## Goal of the exercise:
Recast every line of the records below as a numbered list, skipping blank lines and leaving the pictures out of your answer.

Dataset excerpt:
━━━

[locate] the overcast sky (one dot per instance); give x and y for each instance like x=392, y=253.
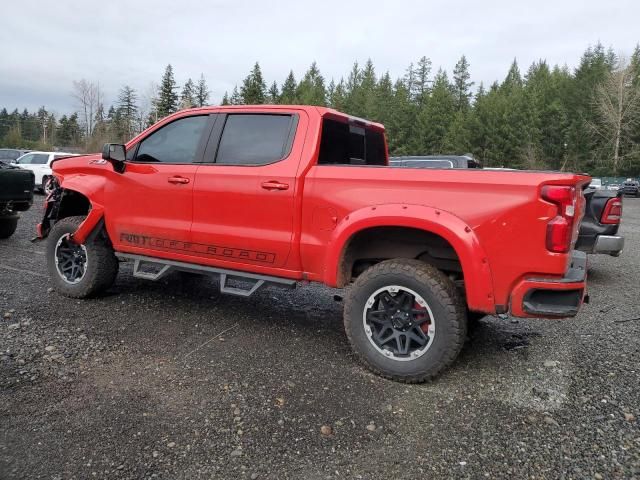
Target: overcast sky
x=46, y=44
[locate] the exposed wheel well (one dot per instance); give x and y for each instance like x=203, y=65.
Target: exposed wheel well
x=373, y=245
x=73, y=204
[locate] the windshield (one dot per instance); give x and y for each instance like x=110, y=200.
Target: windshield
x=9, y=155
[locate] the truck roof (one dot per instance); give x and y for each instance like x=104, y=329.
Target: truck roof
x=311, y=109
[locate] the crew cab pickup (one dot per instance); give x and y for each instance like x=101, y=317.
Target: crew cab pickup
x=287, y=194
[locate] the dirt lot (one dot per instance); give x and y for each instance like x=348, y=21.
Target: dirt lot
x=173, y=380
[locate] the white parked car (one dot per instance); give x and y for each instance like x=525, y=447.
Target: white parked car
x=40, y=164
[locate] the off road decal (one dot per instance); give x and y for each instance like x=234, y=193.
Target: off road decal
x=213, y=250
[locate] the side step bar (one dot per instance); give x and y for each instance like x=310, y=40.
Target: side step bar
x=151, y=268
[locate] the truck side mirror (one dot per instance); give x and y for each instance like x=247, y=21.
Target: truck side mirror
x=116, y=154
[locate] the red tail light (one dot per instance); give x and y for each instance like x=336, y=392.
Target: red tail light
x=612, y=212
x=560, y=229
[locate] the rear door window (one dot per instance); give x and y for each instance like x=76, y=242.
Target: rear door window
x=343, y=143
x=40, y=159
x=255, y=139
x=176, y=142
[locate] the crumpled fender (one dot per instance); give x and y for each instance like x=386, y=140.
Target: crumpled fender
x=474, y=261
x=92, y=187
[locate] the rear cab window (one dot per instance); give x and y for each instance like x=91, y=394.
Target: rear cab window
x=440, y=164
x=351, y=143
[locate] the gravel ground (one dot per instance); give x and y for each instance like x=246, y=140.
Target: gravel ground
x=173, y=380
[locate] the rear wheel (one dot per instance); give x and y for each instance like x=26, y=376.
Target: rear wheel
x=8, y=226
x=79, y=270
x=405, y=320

━━━

## Task solution:
1. [locate] the overcast sky (one dot per instance); give x and y for each instance like x=392, y=253.
2. Target: overcast sky
3. x=46, y=44
4. [locate] the exposed wheel well (one dot per instance); give x and y for each instance like x=203, y=65.
5. Target: exposed wheel well
6. x=373, y=245
7. x=73, y=204
8. [locate] the windshield (one dot per instance); give x and y for each instance like x=110, y=200.
9. Target: windshield
10. x=9, y=155
11. [locate] the truck roof (one dot per instance); give x and y for each instance like x=104, y=329.
12. Target: truck roof
13. x=311, y=109
14. [locate] the crew cab pickup (one dot per instance); give x and y for each instance like x=101, y=317.
15. Target: crew cab pickup
16. x=287, y=194
17. [locate] the dirt lot (one dot per instance); give x and y for each instance like x=348, y=21.
18. Target: dirt lot
19. x=173, y=380
20. [locate] the white parked car (one dot per instance); give x and y for each instance like x=525, y=447.
21. Target: white parked car
22. x=40, y=164
23. [locate] the off road decal (one dot per instance); give x and y for each instance like x=234, y=193.
24. Target: off road decal
25. x=213, y=250
26. [locate] the side step bar (one dot per instance); give x and y for each instance like x=310, y=40.
27. Target: side step bar
28. x=151, y=268
29. [locate] the truck side mirror (one dot per instance); give x and y for each instance like x=247, y=21.
30. Target: truck side mirror
31. x=116, y=154
32. [locate] the red tail light (one dot per instance); give x and y for each instance like x=336, y=392.
33. Target: red tail light
34. x=612, y=212
35. x=560, y=229
36. [locate] the rear door window (one dot per instance); give x and y for each instance like x=76, y=242.
37. Target: rear door window
38. x=343, y=143
39. x=40, y=159
40. x=255, y=139
41. x=176, y=142
42. [locate] the crumpled fender (one dot per instance); give x and y for each instance like x=386, y=140.
43. Target: crumpled fender
44. x=474, y=261
45. x=92, y=187
46. [locate] the rear cab window (one dot per instance); give x and y for each instance like x=91, y=394.
47. Target: rear cab window
48. x=440, y=164
49. x=351, y=143
50. [locate] the gravel ground (one dot per instance); give x and y for each instance like x=246, y=140.
51. Target: gravel ground
52. x=173, y=380
53. [locate] the rear wheel (one dot per instance); give x and y for each instance like x=26, y=376.
54. Target: rear wheel
55. x=8, y=226
56. x=79, y=270
57. x=405, y=320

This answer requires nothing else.